**Prompt:** Output the stretch of data from its very beginning through the line containing "[110,180,123,208]", including that line, without changing anything.

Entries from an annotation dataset
- - - -

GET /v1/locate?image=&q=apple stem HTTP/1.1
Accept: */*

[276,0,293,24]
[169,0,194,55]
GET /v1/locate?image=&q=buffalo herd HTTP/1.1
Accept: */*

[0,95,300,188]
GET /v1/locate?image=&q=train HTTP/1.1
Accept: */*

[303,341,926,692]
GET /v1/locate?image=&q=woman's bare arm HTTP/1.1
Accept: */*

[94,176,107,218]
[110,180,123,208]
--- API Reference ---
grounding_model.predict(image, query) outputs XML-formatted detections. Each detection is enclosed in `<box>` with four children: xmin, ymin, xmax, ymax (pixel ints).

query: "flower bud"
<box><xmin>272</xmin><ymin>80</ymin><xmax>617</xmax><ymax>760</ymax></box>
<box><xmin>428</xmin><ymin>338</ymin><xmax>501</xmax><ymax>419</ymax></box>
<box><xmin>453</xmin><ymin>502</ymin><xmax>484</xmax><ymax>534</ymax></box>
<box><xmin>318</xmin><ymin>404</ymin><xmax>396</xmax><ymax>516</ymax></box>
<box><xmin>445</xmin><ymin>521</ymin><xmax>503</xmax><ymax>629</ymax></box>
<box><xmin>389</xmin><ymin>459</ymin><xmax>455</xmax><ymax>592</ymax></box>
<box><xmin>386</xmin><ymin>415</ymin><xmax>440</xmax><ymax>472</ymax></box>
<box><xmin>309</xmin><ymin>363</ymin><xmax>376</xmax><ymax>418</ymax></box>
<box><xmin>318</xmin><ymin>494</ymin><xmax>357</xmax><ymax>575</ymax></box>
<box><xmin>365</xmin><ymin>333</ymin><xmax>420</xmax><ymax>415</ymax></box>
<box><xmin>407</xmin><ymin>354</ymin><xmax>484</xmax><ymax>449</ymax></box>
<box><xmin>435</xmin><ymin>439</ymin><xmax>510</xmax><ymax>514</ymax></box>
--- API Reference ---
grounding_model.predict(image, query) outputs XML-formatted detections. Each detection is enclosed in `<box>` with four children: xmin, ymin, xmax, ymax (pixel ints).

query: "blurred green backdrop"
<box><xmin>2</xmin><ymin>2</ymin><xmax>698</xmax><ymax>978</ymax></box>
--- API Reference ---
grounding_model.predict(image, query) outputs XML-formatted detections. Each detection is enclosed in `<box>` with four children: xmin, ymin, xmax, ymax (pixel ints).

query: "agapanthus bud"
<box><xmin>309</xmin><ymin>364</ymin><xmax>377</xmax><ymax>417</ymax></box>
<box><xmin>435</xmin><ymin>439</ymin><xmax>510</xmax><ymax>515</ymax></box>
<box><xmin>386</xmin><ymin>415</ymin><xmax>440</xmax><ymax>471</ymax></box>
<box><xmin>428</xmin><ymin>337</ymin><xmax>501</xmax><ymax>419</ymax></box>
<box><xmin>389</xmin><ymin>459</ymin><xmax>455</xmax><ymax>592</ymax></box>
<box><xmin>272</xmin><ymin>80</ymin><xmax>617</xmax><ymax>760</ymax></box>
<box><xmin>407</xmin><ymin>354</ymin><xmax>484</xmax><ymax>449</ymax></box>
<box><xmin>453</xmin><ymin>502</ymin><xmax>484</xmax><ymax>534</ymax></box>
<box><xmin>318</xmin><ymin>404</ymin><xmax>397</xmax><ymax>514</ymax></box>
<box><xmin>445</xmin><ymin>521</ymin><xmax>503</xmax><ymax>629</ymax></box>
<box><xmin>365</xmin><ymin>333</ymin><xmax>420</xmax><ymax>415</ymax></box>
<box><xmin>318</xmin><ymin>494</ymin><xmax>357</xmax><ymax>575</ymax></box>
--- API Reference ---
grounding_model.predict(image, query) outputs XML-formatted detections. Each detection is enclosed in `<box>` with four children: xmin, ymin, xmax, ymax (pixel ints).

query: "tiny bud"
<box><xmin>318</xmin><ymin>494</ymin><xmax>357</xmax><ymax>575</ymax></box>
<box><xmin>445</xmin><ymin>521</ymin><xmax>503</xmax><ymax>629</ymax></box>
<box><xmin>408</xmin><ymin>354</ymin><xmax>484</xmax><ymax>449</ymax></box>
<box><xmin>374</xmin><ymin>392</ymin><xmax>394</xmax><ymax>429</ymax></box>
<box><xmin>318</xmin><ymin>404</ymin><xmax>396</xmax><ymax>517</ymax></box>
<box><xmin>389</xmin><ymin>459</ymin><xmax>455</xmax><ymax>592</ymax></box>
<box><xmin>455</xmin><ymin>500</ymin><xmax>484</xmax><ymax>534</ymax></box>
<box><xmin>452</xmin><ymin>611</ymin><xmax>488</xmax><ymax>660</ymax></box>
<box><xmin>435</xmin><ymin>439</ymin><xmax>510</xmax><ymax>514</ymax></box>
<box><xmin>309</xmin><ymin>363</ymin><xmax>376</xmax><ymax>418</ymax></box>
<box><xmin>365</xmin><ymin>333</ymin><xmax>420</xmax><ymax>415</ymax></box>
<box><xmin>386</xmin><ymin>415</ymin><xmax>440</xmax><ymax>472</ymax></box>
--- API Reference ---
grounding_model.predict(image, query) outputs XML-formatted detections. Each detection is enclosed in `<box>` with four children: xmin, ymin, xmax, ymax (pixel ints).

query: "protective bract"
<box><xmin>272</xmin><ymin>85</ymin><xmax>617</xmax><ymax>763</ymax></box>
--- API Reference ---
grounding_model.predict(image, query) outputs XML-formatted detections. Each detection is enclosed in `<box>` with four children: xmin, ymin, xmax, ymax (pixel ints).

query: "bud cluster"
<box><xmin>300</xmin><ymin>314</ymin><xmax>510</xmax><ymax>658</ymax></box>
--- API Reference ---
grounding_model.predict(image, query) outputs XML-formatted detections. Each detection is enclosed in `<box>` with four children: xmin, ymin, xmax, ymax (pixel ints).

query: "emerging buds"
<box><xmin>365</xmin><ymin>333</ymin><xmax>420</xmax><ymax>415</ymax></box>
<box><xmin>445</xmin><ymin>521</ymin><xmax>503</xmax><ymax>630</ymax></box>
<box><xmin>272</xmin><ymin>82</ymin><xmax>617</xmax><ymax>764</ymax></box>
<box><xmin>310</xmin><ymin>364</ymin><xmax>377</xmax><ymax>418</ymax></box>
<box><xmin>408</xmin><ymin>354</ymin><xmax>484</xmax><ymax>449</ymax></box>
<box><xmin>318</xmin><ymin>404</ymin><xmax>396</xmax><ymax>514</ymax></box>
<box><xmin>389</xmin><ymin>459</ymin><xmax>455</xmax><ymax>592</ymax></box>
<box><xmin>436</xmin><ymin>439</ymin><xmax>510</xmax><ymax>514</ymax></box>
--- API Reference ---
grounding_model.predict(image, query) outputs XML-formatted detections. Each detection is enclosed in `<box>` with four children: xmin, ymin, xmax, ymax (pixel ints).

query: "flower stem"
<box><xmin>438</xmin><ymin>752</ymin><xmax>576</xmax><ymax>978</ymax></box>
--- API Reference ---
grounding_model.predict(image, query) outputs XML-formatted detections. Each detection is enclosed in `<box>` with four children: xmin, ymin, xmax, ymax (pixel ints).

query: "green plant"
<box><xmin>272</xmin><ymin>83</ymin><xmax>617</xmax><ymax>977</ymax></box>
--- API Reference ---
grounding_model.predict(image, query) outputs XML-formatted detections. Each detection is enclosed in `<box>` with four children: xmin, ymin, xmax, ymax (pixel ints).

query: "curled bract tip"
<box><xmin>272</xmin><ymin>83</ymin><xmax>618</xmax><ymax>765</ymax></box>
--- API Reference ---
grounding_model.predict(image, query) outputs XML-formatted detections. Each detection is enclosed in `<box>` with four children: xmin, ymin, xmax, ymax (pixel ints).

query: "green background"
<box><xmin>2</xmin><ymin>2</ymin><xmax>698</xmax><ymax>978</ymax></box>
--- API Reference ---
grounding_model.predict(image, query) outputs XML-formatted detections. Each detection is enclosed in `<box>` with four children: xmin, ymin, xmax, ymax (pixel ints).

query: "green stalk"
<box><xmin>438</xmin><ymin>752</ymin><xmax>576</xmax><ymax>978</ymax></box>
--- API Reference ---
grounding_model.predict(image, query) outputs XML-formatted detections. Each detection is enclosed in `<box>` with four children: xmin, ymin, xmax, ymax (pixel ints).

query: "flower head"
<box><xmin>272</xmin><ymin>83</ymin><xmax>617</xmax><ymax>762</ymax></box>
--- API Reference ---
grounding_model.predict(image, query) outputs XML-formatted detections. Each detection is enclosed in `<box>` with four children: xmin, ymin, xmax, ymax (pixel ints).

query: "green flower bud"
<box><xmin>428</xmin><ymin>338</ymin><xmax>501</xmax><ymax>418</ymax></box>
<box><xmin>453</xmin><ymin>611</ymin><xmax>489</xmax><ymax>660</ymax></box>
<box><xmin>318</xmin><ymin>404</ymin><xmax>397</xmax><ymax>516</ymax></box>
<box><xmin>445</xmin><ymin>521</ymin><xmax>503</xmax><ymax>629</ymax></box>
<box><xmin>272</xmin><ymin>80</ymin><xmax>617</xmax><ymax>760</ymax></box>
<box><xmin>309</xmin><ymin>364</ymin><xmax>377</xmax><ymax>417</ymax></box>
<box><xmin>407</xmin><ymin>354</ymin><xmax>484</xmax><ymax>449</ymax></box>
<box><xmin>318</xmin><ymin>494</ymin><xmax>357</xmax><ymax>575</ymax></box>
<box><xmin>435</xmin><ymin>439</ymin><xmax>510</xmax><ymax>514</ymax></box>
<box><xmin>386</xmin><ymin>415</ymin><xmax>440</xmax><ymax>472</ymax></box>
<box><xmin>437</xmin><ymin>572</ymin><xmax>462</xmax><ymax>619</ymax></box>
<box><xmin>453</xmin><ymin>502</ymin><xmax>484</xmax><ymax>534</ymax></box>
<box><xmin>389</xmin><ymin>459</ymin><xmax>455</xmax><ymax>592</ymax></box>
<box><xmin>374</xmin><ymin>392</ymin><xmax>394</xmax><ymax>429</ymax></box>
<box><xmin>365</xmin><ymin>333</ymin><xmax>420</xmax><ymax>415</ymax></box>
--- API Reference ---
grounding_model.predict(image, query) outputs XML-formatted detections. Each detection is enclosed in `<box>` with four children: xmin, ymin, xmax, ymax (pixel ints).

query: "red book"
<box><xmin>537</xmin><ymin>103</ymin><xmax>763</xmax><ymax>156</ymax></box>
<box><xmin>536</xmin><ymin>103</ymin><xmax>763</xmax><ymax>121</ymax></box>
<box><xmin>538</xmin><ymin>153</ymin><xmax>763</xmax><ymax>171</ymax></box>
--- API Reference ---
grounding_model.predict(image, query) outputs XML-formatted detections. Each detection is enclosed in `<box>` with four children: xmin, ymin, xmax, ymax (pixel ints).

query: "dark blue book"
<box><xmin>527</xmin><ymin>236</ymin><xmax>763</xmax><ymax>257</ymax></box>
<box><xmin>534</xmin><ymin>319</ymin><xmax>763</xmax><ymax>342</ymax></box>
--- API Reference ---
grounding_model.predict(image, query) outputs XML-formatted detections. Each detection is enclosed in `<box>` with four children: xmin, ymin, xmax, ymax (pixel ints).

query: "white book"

- - - -

**Solution to this problem:**
GET /v1/locate?image=&q=apple stem HTTP/1.1
Accept: */*

[276,0,293,24]
[169,0,194,55]
GET /v1/locate?image=&q=buffalo herd HTTP/1.1
Accept: */*

[0,95,300,188]
GET /v1/locate?image=&q=train HTTP/1.1
Accept: */*

[303,341,926,692]
GET /v1/locate?image=&q=woman's bare arm HTTP/1.1
Accept: */*

[94,176,107,218]
[110,180,123,208]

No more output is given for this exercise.